**HOW TO COMPLETE THIS TASK**
Leave the pictures out and write out exactly the lines from the top of the entries through the line containing "indicate the bus windshield, a".

**SUPPLIED ENTRIES**

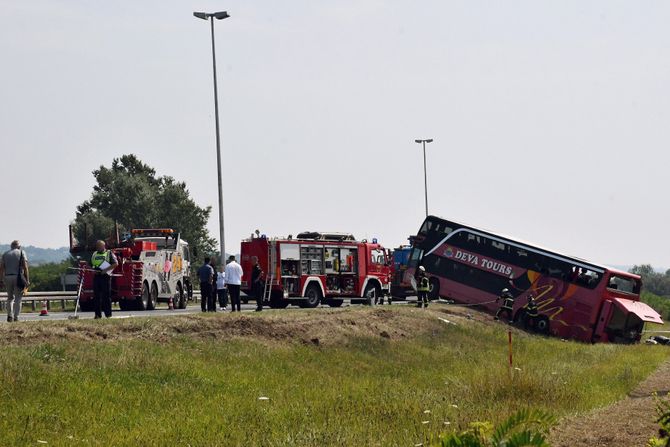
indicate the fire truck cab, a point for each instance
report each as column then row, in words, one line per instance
column 316, row 267
column 154, row 266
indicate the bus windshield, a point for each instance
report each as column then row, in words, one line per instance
column 624, row 284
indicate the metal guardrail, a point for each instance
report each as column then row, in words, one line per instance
column 49, row 297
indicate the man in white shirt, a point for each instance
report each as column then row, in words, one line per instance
column 233, row 281
column 221, row 291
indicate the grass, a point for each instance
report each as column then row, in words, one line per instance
column 369, row 391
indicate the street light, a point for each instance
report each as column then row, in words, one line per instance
column 219, row 16
column 425, row 175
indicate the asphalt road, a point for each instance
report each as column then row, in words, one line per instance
column 193, row 308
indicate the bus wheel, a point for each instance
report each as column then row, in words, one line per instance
column 86, row 306
column 372, row 292
column 153, row 297
column 434, row 291
column 542, row 325
column 312, row 296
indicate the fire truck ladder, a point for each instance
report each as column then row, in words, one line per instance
column 272, row 259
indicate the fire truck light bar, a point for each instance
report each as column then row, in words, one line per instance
column 146, row 231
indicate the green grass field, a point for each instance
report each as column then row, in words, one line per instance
column 367, row 390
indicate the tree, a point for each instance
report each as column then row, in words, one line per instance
column 655, row 282
column 131, row 194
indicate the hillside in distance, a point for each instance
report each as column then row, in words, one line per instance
column 38, row 256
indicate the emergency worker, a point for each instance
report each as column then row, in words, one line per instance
column 103, row 262
column 205, row 274
column 507, row 305
column 257, row 283
column 532, row 314
column 422, row 287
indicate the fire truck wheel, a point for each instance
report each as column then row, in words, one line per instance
column 372, row 293
column 312, row 296
column 278, row 302
column 153, row 297
column 434, row 291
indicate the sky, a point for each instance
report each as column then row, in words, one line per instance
column 549, row 119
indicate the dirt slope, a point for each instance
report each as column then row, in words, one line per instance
column 629, row 422
column 320, row 326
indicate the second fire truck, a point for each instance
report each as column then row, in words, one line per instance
column 316, row 268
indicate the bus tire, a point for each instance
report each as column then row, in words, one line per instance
column 434, row 291
column 371, row 294
column 542, row 325
column 312, row 296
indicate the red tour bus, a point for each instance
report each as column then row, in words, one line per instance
column 576, row 299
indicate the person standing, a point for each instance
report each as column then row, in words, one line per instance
column 205, row 275
column 14, row 270
column 532, row 314
column 103, row 262
column 233, row 281
column 257, row 283
column 221, row 291
column 507, row 306
column 422, row 287
column 211, row 304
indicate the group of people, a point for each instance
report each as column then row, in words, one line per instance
column 219, row 285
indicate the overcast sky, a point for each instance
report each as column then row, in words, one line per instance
column 550, row 119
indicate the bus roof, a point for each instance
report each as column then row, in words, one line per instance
column 574, row 259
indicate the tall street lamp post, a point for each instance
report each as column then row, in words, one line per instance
column 425, row 175
column 219, row 16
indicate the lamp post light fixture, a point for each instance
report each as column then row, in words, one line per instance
column 425, row 175
column 219, row 16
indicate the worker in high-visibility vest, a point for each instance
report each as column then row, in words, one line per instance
column 103, row 262
column 532, row 313
column 422, row 287
column 507, row 305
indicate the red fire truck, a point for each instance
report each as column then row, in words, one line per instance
column 317, row 267
column 154, row 266
column 576, row 298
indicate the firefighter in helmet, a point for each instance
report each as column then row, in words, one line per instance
column 507, row 305
column 532, row 313
column 422, row 287
column 103, row 262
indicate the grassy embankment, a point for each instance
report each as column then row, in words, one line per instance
column 194, row 388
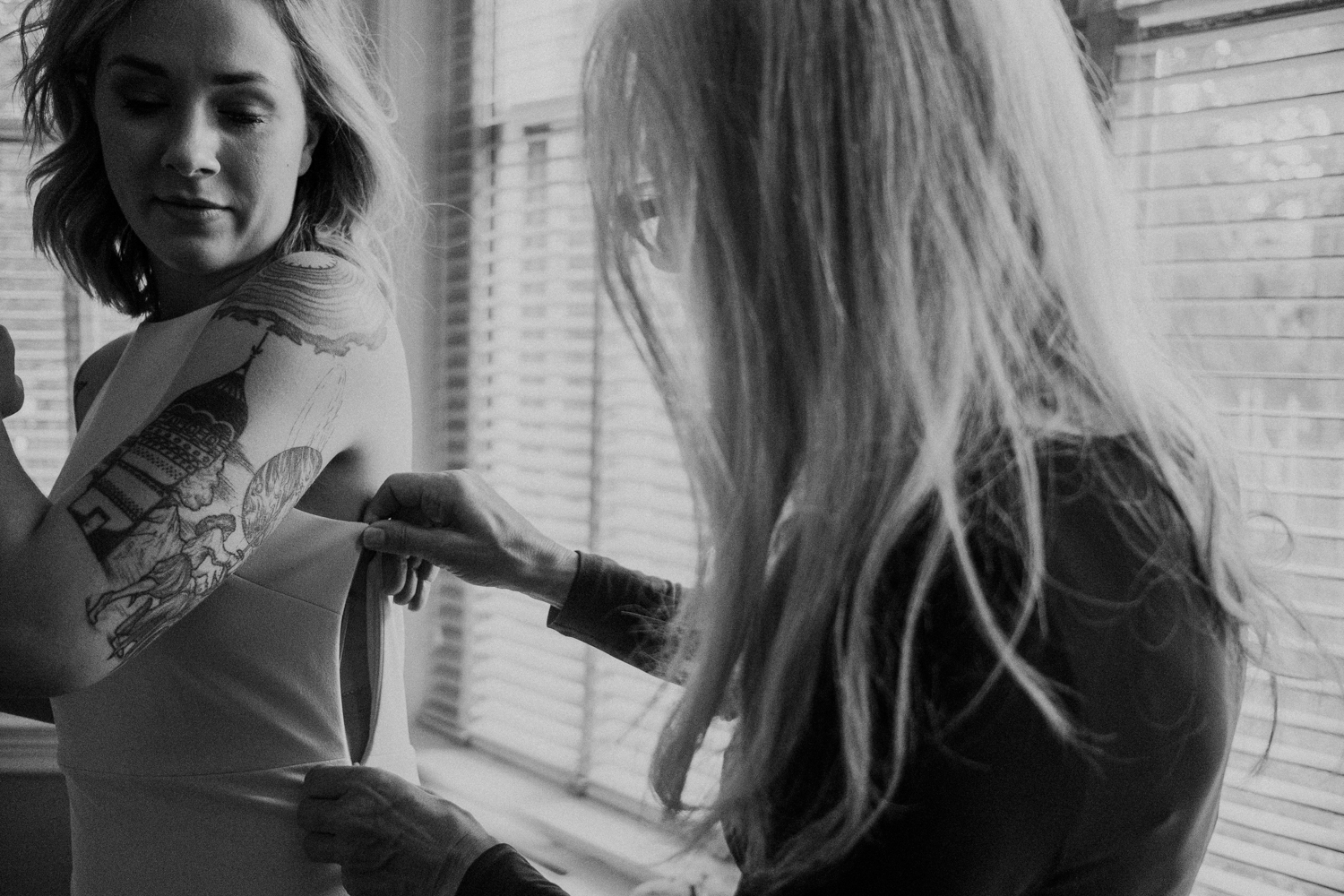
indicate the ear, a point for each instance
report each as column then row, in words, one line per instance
column 314, row 132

**ANSWER TO THIS PROBLEM**
indicate the fire truck cab, a point for each instance
report each as column then row, in words, one line per instance
column 316, row 267
column 154, row 266
indicate the bus windshield, a point for each instance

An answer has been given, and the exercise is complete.